Source passage:
--- --- ---
IANAL ("I am not a lawyer"), but here are some links I found interesting.

While a newspaper has a responsibility to check the accuracy of letters to the editor, if person A were to start a cafe, and person B walked into the cafe and made statements that the court deemed libelous, it doesn't seem likely that person A should be held responsible.

If Person A rents a hall, calls a public town meeting and invites people to walk up to a microphone to say whatever they like, and Person B makes statements that a court deems libelous, would person A be legally responsible for any offense committed by person B?

Last year, in Wired, the article "Bloggers Gain Libel Protection" described a ruling involving the re-use, in electronic form, of information taken from elsewhere. Thus, if a blogger were to quote an excerpt from someplace else, and the author of that excerpt was charged with libel, then according to this ruling, the blogger would not be responsible. Let the reader beware -- the title of the Wired article mentions blogs, but the case actually centered around an e-mail.
--- --- ---
Data provided:
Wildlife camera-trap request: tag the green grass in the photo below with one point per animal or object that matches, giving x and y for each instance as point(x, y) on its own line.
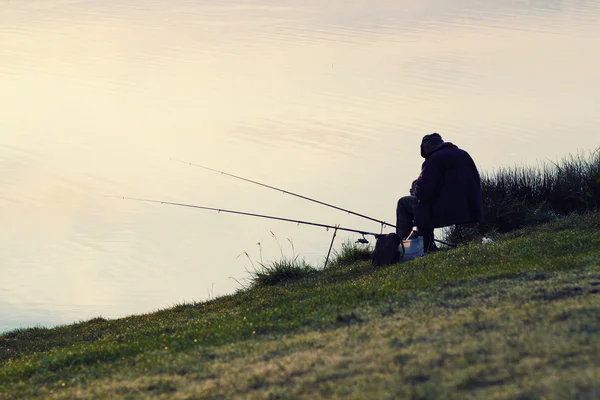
--- --- ---
Jobs:
1 - From the post on libel responsibility, list each setting or medium it uses to show where one person's statements can appear through another party.
2 - Please carry the post on libel responsibility forward from its final sentence.

Results of the tasks:
1 -
- A newspaper's letters to the editor
- A cafe started by Person A
- A public town meeting in a hall Person A rents
- A blog quoting an excerpt from elsewhere
- An e-mail, the case the Wired article actually centered on

2 -
I missed it when I blogged the original article, but Jack Balkin quickly put it into perspective:

This does not mean that bloggers are immune from libels they themselves write. It means that they are immune from (for example) libels published in their comments section (if they have one) because these comments are written by other people and the blogger is merely providing a space for them to be published. Congress wanted to treat operators of chatrooms and other interactive computer services differently from letters to the editor columns in a local newspaper.

Balkin also notes that corrections, clarifications, and retractions are part of the weblog culture, in ways that traditional print journalism doesn't provide.

If that's so, when blogger A posts an inaccurate statement, visitors to blogger A's website can publish corrections -- by commenting on the post (and thus adding their text to the main text), or perhaps simply by sending an e-mail. The technology and practice of weblogs makes it easy for bloggers to correct their mistakes or give space to opposing views. This built-in series of checks and balances is part of what makes the online media so exciting, from a "power to the people" perspective.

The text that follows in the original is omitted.